▶ **Problem description**: Reproduce the records exactly.
########
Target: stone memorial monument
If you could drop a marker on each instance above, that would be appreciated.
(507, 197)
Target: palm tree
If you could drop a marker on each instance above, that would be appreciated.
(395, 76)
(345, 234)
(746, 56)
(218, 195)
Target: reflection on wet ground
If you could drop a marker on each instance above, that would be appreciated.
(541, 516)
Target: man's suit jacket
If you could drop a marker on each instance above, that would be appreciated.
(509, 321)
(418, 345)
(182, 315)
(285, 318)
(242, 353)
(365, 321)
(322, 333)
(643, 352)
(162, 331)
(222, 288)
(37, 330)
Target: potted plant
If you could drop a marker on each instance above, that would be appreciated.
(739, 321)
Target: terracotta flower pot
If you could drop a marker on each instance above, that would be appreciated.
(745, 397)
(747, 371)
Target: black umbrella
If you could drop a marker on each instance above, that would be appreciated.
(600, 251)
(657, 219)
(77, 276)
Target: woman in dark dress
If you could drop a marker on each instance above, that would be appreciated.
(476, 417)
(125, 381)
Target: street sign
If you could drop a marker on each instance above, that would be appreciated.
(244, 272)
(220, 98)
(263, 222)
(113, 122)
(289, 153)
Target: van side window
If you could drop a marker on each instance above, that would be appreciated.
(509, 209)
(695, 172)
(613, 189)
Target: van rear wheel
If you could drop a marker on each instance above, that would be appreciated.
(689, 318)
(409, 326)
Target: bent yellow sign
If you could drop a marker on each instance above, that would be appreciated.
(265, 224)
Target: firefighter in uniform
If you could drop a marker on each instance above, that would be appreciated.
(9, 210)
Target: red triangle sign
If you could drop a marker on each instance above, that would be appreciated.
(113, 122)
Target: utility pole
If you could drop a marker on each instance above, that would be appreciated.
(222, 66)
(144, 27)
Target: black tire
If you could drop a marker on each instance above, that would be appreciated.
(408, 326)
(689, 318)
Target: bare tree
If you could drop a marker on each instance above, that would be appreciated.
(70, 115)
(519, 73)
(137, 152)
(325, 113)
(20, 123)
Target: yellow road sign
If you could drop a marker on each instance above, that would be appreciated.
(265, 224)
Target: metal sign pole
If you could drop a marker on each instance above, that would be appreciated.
########
▶ **Answer box**:
Target: stone memorial monument
If you could drop a marker on each instance above, that would be appreciated.
(507, 197)
Target: palm tree
If you could drop a marker on each instance above, that would be appreciated.
(395, 76)
(345, 234)
(746, 56)
(218, 195)
Target: reflection on wet ground
If you could drop a marker on each instance above, that would be appreciated.
(541, 516)
Target: man's suit jacket
If you could drop a marker on each instance above, that would be appreciated.
(509, 321)
(418, 345)
(182, 315)
(285, 318)
(242, 353)
(365, 321)
(322, 333)
(643, 352)
(162, 331)
(222, 288)
(37, 330)
Target: potted plant
If you could drop a marker on each instance above, that would be appreciated.
(739, 321)
Target: terracotta flower pot
If you could drop a marker on each instance above, that would be appreciated.
(745, 397)
(747, 371)
Target: black umbrella
If you could drop a marker on each instance above, that would be appreciated.
(600, 251)
(657, 219)
(77, 276)
Target: woman in dark dress
If you could drop a marker on each instance above, that would be appreciated.
(476, 417)
(125, 381)
Target: street sign
If you could drop a marker on each instance above, that would be appreciated.
(244, 272)
(220, 98)
(263, 222)
(113, 122)
(289, 153)
Target: van side window
If you could drop a marker on each instance above, that would be appreciated.
(509, 209)
(695, 172)
(613, 189)
Target: van rear wheel
If you could drop a marker on each instance above, that would be appreciated.
(689, 318)
(409, 326)
Target: bent yellow sign
If you could drop a marker on each instance above, that would be appreciated.
(265, 224)
Target: firefighter in uniform
If you could drop a marker on each instance above, that would be appreciated.
(9, 210)
Target: red triangle sign
If you could drop a marker on each instance above, that would be appreciated.
(113, 122)
Target: utility pole
If you could drop a marker on each instance above, that would be appreciated.
(222, 66)
(144, 27)
Target: black tire
If you could drop a marker on each instance above, that would be appreciated.
(408, 326)
(689, 318)
Target: bare tree
If you could drop a marker on each instance above, that would be appreciated.
(70, 115)
(519, 73)
(137, 152)
(325, 113)
(20, 123)
Target: yellow road sign
If you could drop a marker on each instance above, that would be appreciated.
(265, 224)
Target: metal sign pole
If you could drop a marker on each instance above, that would be appreciated.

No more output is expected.